AUFGABENSTELLUNG ▸ Aktualisiere die Zeilen von der Zeile mit „outline blue sea water“ bis zum Ende der Einträge, indem du „even-odd“ durch „nonzero“ ersetzt. Gib nur diese Zeilen wieder aus und lass alles andere unverändert.

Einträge
------------------------------------
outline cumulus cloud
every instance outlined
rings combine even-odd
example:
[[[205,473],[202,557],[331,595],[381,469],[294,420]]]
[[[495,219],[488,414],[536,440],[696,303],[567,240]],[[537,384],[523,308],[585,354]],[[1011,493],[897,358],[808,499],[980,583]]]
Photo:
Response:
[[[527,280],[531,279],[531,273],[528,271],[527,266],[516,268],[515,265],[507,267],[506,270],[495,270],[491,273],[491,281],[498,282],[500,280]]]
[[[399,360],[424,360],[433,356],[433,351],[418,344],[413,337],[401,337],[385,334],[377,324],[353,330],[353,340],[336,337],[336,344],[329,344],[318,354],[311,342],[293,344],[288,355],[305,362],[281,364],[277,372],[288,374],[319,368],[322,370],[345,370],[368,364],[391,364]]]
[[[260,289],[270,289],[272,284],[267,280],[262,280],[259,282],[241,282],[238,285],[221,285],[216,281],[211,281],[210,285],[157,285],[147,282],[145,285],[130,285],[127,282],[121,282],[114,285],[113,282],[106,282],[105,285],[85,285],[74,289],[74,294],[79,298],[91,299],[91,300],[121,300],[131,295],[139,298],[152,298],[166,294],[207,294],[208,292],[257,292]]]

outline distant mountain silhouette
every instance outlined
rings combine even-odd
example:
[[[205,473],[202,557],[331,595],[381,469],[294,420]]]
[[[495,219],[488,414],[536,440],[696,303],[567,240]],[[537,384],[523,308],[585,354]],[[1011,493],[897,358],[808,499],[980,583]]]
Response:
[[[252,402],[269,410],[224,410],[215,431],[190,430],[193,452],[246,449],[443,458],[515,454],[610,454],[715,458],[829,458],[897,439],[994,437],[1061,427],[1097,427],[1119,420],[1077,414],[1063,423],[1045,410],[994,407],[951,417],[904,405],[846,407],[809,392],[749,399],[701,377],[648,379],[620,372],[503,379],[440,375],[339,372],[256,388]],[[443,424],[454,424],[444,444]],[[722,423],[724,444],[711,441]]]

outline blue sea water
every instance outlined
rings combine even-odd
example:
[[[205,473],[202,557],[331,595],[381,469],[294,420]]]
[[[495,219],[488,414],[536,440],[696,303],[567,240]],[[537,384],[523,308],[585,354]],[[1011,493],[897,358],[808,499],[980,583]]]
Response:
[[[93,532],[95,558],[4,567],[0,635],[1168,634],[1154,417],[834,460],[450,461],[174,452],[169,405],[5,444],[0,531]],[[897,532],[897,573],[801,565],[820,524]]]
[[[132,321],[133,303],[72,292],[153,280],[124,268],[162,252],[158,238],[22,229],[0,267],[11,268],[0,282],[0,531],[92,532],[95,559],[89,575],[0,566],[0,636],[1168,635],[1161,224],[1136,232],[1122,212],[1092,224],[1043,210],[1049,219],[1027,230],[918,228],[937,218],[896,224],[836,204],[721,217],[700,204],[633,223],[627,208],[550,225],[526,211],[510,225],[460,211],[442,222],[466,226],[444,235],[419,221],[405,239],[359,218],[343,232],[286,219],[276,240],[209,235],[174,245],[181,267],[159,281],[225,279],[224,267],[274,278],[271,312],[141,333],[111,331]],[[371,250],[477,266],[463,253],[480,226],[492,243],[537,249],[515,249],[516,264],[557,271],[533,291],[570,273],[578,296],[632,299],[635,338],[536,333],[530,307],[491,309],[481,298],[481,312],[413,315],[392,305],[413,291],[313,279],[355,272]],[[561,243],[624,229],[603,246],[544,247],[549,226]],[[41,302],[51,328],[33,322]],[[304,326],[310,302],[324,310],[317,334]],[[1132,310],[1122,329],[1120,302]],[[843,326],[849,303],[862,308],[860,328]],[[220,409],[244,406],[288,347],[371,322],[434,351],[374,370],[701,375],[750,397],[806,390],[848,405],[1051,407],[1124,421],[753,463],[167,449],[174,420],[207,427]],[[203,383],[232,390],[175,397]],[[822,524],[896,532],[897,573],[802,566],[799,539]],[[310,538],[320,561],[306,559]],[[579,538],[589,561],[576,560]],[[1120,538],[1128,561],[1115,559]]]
------------------------------------
SCHRIFTLICHE ANTWORT ▸
outline blue sea water
every instance outlined
rings combine nonzero
example:
[[[205,473],[202,557],[331,595],[381,469],[294,420]]]
[[[495,219],[488,414],[536,440],[696,303],[567,240]],[[537,384],[523,308],[585,354]],[[1011,493],[897,358],[808,499],[980,583]]]
Response:
[[[93,532],[95,558],[4,567],[0,635],[1168,634],[1154,417],[834,460],[450,461],[174,452],[169,405],[5,444],[0,531]],[[897,532],[897,573],[801,565],[820,524]]]
[[[132,321],[133,303],[72,292],[153,280],[124,268],[162,252],[158,238],[22,229],[0,267],[11,268],[0,282],[0,531],[92,532],[95,559],[89,575],[0,566],[0,636],[1168,635],[1161,224],[1136,232],[1122,212],[1092,224],[1043,210],[1049,219],[1027,230],[918,228],[937,218],[896,224],[836,204],[721,217],[700,204],[633,223],[627,208],[550,225],[526,211],[510,225],[460,211],[442,222],[466,226],[444,235],[419,221],[405,239],[359,218],[343,232],[286,219],[276,240],[209,235],[174,245],[181,267],[159,281],[225,279],[224,267],[274,278],[271,312],[141,333],[111,331]],[[371,250],[477,266],[463,253],[480,226],[492,243],[537,249],[515,249],[516,264],[557,271],[533,291],[570,273],[578,296],[632,299],[635,338],[536,333],[530,307],[491,309],[481,298],[481,312],[413,315],[392,305],[413,291],[313,279],[355,272]],[[561,243],[624,229],[603,246],[544,247],[549,226]],[[41,302],[51,328],[33,322]],[[304,326],[310,302],[324,310],[317,334]],[[1132,310],[1122,329],[1120,302]],[[843,326],[849,303],[862,308],[860,328]],[[220,409],[244,406],[288,347],[371,322],[434,351],[374,370],[701,375],[750,397],[806,390],[848,405],[1051,407],[1124,421],[753,463],[167,449],[174,420],[207,427]],[[203,383],[232,390],[175,397]],[[822,524],[896,532],[897,573],[802,566],[799,539]],[[310,538],[320,561],[306,559]],[[579,538],[589,561],[576,560]],[[1120,538],[1128,561],[1115,559]]]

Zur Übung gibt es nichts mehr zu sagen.